*Dataset rows on where objects appear*
--- --- ---

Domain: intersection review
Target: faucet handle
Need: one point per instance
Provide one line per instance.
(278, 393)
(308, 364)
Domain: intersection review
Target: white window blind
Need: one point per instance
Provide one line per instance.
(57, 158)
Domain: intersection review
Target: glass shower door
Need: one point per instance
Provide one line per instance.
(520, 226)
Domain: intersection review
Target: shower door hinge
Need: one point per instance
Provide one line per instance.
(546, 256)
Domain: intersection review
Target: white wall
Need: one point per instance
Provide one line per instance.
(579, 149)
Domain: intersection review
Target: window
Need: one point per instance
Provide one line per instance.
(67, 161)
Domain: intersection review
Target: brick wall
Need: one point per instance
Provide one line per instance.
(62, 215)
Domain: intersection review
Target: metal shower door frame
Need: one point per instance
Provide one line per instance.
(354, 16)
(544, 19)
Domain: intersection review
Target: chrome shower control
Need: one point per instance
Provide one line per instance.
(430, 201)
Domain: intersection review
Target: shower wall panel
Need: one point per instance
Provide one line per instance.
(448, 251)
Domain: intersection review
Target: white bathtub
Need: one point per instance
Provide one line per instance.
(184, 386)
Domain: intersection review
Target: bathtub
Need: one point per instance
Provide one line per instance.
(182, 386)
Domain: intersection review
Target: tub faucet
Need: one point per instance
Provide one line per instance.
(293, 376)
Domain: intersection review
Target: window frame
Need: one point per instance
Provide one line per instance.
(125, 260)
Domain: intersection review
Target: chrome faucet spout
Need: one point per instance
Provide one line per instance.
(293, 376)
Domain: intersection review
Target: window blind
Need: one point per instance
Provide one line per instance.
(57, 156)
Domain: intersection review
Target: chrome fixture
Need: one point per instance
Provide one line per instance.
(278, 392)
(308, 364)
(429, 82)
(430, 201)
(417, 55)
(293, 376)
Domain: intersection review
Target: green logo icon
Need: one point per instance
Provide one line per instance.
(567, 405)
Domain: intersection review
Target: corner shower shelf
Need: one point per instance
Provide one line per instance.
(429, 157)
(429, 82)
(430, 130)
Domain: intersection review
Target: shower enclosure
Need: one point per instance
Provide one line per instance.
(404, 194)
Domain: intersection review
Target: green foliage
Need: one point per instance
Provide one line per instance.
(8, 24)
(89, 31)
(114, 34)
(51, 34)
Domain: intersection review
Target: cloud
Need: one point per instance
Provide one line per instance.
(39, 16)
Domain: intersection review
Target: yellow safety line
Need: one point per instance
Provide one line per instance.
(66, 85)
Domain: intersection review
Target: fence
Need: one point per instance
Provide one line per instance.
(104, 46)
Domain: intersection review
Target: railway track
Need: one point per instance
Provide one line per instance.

--- --- ---

*Required task*
Would you give the material above again, complete and exact?

*Reply to the task*
Domain: intersection review
Target: faucet handle
Need: one point per instance
Provide one line per instance.
(278, 393)
(308, 364)
Domain: intersection review
Target: white window blind
Need: one point per instance
Provide one line per instance.
(57, 158)
Domain: intersection review
Target: glass shower door
Need: one point per instance
Provide one line per instance.
(520, 226)
Domain: intersection review
Target: shower door hinge
Need: one point per instance
Provide one line per instance.
(546, 256)
Domain: intersection review
Target: white wall
Need: one point per instance
Provide one line per instance.
(579, 149)
Domain: intersection review
Target: window
Need: one point per instance
Provide one line per instance.
(67, 161)
Domain: intersection review
Target: brick wall
Need: one point per instance
Provide one line per instance.
(62, 215)
Domain: intersection review
Target: metal shower door frame
Need: one point per instance
Provide one line per instance.
(354, 16)
(544, 19)
Domain: intersection review
Target: chrome shower control
Need: one point per instance
Provide one line per instance.
(430, 201)
Domain: intersection review
Target: shower wall panel
Need: one point per instance
Provide one line per instance.
(448, 251)
Domain: intersection review
Target: white bathtub
Need: one point per instance
Provide one line per instance.
(184, 386)
Domain: intersection review
Target: bathtub
Need: one point per instance
Provide one line per instance.
(182, 386)
Domain: intersection review
Target: tub faucet
Need: one point per instance
Provide one line per instance.
(293, 376)
Domain: intersection review
Target: window frame
Need: one point per instance
Provide one line per instance.
(125, 260)
Domain: intersection review
Target: chrome faucet spout
Need: one point per instance
Provide one line per instance.
(293, 376)
Domain: intersection review
Target: window blind
Need: one point per instance
Provide one line per instance.
(57, 156)
Domain: intersection review
Target: chrome fixture
Need: one point per instance
Provide one line per instance.
(278, 392)
(308, 364)
(429, 82)
(430, 201)
(417, 55)
(293, 376)
Domain: intersection review
Target: green logo icon
Need: one point per instance
Provide one line per instance.
(567, 405)
Domain: intersection review
Target: corner shower shelf
Need: one point per instance
Provide one line per instance.
(429, 157)
(429, 82)
(430, 130)
Domain: intersection review
Target: shower enclosure
Need: one point per instance
Provide one line per instance.
(404, 194)
Domain: intersection review
Target: green foliage
Need: one point per instance
Provide one line per instance.
(8, 24)
(89, 31)
(114, 34)
(51, 34)
Domain: intersection review
Target: cloud
Need: one point per instance
Provide one line per instance.
(39, 16)
Domain: intersection review
Target: yellow safety line
Need: one point per instance
Provide one line per instance.
(66, 85)
Domain: intersection review
Target: fence
Need: one point per instance
Provide one line per instance.
(104, 46)
Domain: intersection review
Target: railway track
Need: one point per instance
Provide one line per instance.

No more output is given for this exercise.